— Task objective —
Edit the entries below by replacing "green leaf surface" with "leaf" and keep every other line unchanged.

— Input records —
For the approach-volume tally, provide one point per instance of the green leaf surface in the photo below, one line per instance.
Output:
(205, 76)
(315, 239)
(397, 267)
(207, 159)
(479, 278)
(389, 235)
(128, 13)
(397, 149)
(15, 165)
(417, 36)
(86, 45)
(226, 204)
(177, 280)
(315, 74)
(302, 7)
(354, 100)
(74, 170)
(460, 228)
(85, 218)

— Exercise answer —
For the approach-volume tally, provide one point per instance of the leaf in the photo below, one line per instance.
Output:
(205, 76)
(315, 239)
(397, 267)
(207, 159)
(479, 278)
(389, 235)
(128, 13)
(397, 149)
(15, 165)
(417, 36)
(86, 45)
(226, 204)
(177, 280)
(315, 74)
(302, 7)
(354, 100)
(74, 170)
(460, 228)
(85, 218)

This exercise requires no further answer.